* Selected excerpt
An eight-year veteran of the NYPD, Officer Adrian Schoolcraft has hundreds of hours of tape to share. According to the Village Voice, for two years Schoolcraft carried around a digital recorder to give outsiders an inside glimpse into the day-to-day activities of the officers who work his beat in the Bedford-Stuyvesant neighborhood of Brooklyn. While some of the talk on these tapes strikes some as shocking and others as wrong, the average New Yorker probably shouldn’t be all that surprised. As anyone who lives in New York City is aware, cops are everywhere. As folks who do business or live in Bed-Stuy are very aware, crime is a constant plague on the community.
Breaking the law is never okay, especially for those pinned to enforce the law. That being said, having officers who are weak and “nice” doesn’t do anyone any favors. If the cops can’t be the toughest guys in the room, then the criminals would run roughshod over them. The actions of the 81st Precinct, as reported back from the Schoolcraft tapes, really walk a fine line. While much of the tough-guy bravado that was said in these locker-room exchanges may have been illegal in practice, there is no evidence to indicate much of these things that were discussed really happened at all.

* Listed records
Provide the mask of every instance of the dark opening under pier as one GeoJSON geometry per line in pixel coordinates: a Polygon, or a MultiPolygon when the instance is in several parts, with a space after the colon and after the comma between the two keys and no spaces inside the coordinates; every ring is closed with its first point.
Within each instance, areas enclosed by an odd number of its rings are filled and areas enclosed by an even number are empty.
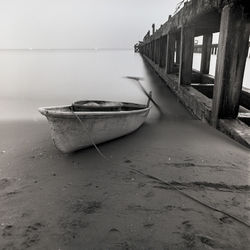
{"type": "Polygon", "coordinates": [[[250,90],[242,87],[249,33],[248,1],[192,0],[159,29],[153,24],[135,51],[196,117],[250,147],[250,90]],[[202,45],[194,43],[198,36],[202,45]],[[192,69],[194,52],[202,53],[199,71],[192,69]],[[215,76],[211,54],[217,54],[215,76]]]}

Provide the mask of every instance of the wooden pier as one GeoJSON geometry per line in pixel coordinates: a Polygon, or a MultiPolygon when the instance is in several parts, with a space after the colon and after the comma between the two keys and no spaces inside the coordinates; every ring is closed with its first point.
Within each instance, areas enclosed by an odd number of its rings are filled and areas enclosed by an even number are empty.
{"type": "Polygon", "coordinates": [[[135,48],[196,117],[250,147],[250,90],[242,87],[249,34],[247,0],[192,0],[159,29],[152,25],[135,48]],[[192,69],[194,52],[202,53],[199,71],[192,69]],[[215,77],[211,54],[217,54],[215,77]]]}

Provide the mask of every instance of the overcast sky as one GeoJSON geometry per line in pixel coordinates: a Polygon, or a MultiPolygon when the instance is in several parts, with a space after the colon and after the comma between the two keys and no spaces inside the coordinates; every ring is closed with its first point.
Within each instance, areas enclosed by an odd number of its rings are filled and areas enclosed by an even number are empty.
{"type": "Polygon", "coordinates": [[[0,49],[129,48],[180,0],[0,0],[0,49]]]}

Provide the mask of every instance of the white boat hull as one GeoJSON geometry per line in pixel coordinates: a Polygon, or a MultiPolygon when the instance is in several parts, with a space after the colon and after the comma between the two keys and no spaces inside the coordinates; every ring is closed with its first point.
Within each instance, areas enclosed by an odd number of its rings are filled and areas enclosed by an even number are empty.
{"type": "Polygon", "coordinates": [[[103,143],[138,129],[150,107],[132,111],[73,112],[69,106],[40,108],[48,119],[56,147],[70,153],[103,143]]]}

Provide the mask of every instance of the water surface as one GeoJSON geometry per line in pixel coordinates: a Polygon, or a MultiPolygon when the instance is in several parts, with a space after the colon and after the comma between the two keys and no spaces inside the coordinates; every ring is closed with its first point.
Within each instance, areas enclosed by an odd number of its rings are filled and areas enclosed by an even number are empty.
{"type": "MultiPolygon", "coordinates": [[[[199,69],[201,54],[194,54],[199,69]]],[[[250,63],[244,86],[250,87],[250,63]]],[[[210,74],[215,72],[212,55],[210,74]]],[[[39,119],[40,106],[71,104],[81,99],[146,103],[136,82],[140,76],[147,90],[153,88],[139,54],[132,50],[6,50],[0,51],[1,120],[39,119]]]]}

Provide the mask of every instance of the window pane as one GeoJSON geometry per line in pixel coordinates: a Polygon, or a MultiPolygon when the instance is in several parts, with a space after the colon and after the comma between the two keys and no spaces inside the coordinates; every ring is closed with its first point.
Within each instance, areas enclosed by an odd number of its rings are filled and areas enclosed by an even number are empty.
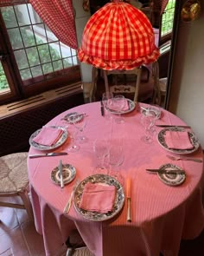
{"type": "Polygon", "coordinates": [[[59,46],[59,43],[49,43],[49,49],[52,57],[52,61],[56,61],[61,58],[61,49],[59,46]]]}
{"type": "Polygon", "coordinates": [[[5,92],[10,92],[10,86],[3,69],[2,63],[0,62],[0,95],[5,92]]]}
{"type": "Polygon", "coordinates": [[[33,77],[36,77],[36,76],[43,75],[41,70],[41,66],[36,66],[36,67],[31,68],[30,69],[31,69],[33,77]]]}
{"type": "Polygon", "coordinates": [[[49,54],[48,45],[43,44],[37,47],[39,51],[39,56],[41,63],[46,63],[51,62],[51,57],[49,54]]]}
{"type": "Polygon", "coordinates": [[[22,38],[25,47],[35,45],[34,34],[29,26],[21,28],[22,38]]]}
{"type": "Polygon", "coordinates": [[[15,13],[17,17],[19,25],[23,26],[23,25],[30,24],[29,15],[25,4],[16,5],[14,6],[14,10],[15,10],[15,13]]]}
{"type": "Polygon", "coordinates": [[[29,62],[24,49],[16,50],[14,55],[19,69],[29,68],[29,62]]]}
{"type": "Polygon", "coordinates": [[[161,36],[163,36],[172,31],[175,16],[175,0],[169,0],[164,13],[163,14],[161,36]]]}
{"type": "Polygon", "coordinates": [[[47,63],[42,65],[42,70],[44,74],[48,74],[54,72],[54,69],[51,63],[47,63]]]}
{"type": "Polygon", "coordinates": [[[20,30],[16,29],[10,29],[8,30],[10,43],[13,49],[23,48],[20,30]]]}
{"type": "Polygon", "coordinates": [[[32,75],[30,73],[29,69],[21,70],[20,74],[22,76],[22,80],[27,80],[27,79],[32,78],[32,75]]]}
{"type": "Polygon", "coordinates": [[[30,67],[40,64],[39,55],[36,47],[31,47],[27,49],[26,53],[30,67]]]}
{"type": "Polygon", "coordinates": [[[1,11],[7,29],[17,26],[17,21],[14,13],[13,7],[2,7],[1,11]]]}
{"type": "Polygon", "coordinates": [[[62,61],[61,61],[61,60],[57,61],[57,62],[54,62],[53,66],[54,66],[54,71],[63,69],[62,61]]]}

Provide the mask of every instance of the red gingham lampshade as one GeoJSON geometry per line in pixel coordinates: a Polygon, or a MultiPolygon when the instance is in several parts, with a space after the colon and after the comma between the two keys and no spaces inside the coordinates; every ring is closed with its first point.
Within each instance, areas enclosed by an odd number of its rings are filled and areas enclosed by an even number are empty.
{"type": "Polygon", "coordinates": [[[80,62],[106,70],[132,69],[154,62],[158,56],[147,16],[118,0],[106,3],[91,16],[78,50],[80,62]]]}

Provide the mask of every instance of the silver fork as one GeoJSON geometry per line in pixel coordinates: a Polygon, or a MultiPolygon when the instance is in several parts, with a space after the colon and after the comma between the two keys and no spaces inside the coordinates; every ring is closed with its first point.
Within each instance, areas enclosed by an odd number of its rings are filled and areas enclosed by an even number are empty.
{"type": "Polygon", "coordinates": [[[201,159],[197,158],[192,158],[192,157],[176,157],[173,155],[167,154],[167,157],[173,160],[173,161],[178,161],[178,160],[186,160],[186,161],[193,161],[196,162],[202,162],[201,159]]]}
{"type": "Polygon", "coordinates": [[[73,185],[73,191],[72,191],[72,193],[70,194],[70,197],[69,197],[69,199],[67,200],[67,205],[64,207],[63,213],[65,214],[67,214],[68,212],[69,212],[69,210],[70,210],[70,208],[71,208],[72,202],[73,202],[73,193],[75,192],[75,189],[76,189],[77,186],[79,185],[79,183],[80,183],[80,180],[76,180],[76,181],[75,181],[75,183],[73,185]]]}

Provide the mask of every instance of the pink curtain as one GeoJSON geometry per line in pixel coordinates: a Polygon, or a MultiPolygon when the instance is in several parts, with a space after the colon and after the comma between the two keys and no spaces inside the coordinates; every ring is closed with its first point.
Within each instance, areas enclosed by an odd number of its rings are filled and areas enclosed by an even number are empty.
{"type": "Polygon", "coordinates": [[[29,3],[61,43],[78,48],[72,0],[29,0],[29,3]]]}
{"type": "Polygon", "coordinates": [[[161,14],[163,13],[169,0],[162,0],[162,6],[161,6],[161,14]]]}

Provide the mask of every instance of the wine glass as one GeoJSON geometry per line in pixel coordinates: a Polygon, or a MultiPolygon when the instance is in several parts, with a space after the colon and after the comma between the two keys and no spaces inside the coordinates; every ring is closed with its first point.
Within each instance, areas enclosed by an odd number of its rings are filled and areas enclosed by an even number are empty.
{"type": "Polygon", "coordinates": [[[121,185],[124,184],[124,178],[118,172],[118,167],[124,162],[124,148],[119,141],[112,141],[109,152],[109,164],[110,164],[110,174],[115,177],[121,185]]]}
{"type": "MultiPolygon", "coordinates": [[[[71,128],[71,126],[70,126],[71,128]]],[[[70,138],[72,140],[71,147],[68,148],[70,152],[77,152],[80,150],[80,146],[76,143],[76,136],[78,134],[78,130],[75,128],[73,128],[73,131],[71,133],[70,138]]]]}
{"type": "Polygon", "coordinates": [[[141,139],[145,143],[150,144],[153,141],[153,135],[155,133],[154,125],[156,115],[149,108],[141,116],[141,124],[144,127],[145,135],[141,139]]]}
{"type": "Polygon", "coordinates": [[[76,121],[73,122],[76,129],[80,133],[80,135],[78,136],[80,143],[84,143],[87,141],[87,138],[84,135],[84,128],[86,126],[86,121],[82,119],[80,121],[76,121]]]}
{"type": "Polygon", "coordinates": [[[121,116],[121,113],[122,113],[122,110],[124,109],[124,105],[125,105],[124,96],[122,95],[116,95],[113,98],[112,103],[113,103],[113,108],[119,113],[118,116],[115,118],[115,121],[117,123],[124,122],[124,118],[121,116]]]}
{"type": "Polygon", "coordinates": [[[105,107],[105,109],[106,110],[106,114],[105,115],[105,118],[107,120],[110,120],[112,119],[112,115],[111,115],[111,112],[108,111],[107,109],[109,108],[110,107],[110,104],[112,102],[112,99],[113,98],[113,94],[112,92],[105,92],[103,93],[103,95],[102,95],[102,102],[103,102],[103,104],[104,104],[104,107],[105,107]]]}
{"type": "Polygon", "coordinates": [[[105,157],[109,154],[107,140],[96,139],[93,142],[93,151],[96,157],[99,160],[99,163],[97,165],[94,173],[107,174],[107,167],[105,165],[105,157]]]}

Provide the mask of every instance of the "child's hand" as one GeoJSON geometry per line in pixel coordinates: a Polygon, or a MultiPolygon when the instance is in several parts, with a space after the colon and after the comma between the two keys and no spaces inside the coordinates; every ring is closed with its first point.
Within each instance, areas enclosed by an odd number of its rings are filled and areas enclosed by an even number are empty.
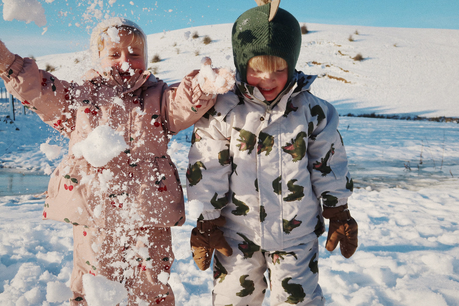
{"type": "Polygon", "coordinates": [[[210,57],[201,61],[201,69],[194,81],[206,94],[224,94],[231,90],[235,83],[235,73],[229,68],[212,68],[210,57]]]}
{"type": "Polygon", "coordinates": [[[324,206],[322,216],[330,219],[328,236],[325,248],[331,251],[340,243],[341,254],[348,258],[357,249],[357,223],[351,217],[347,204],[335,207],[324,206]]]}
{"type": "Polygon", "coordinates": [[[0,40],[0,73],[5,72],[14,61],[16,56],[10,52],[5,45],[5,44],[0,40]]]}
{"type": "Polygon", "coordinates": [[[217,250],[225,256],[231,256],[233,250],[223,236],[219,226],[225,224],[225,218],[220,216],[217,219],[197,222],[191,231],[190,244],[193,259],[200,270],[210,267],[213,250],[217,250]]]}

* Task instructions
1. According to the Schoolcraft article, for how long did Schoolcraft carry a digital recorder?
2. Please list every place name mentioned in the Schoolcraft article.
The records above are separate from the Schoolcraft article.

* Solutions to the exercise
1. Two years.

2. New York City, Bedford-Stuyvesant (Bed-Stuy), Brooklyn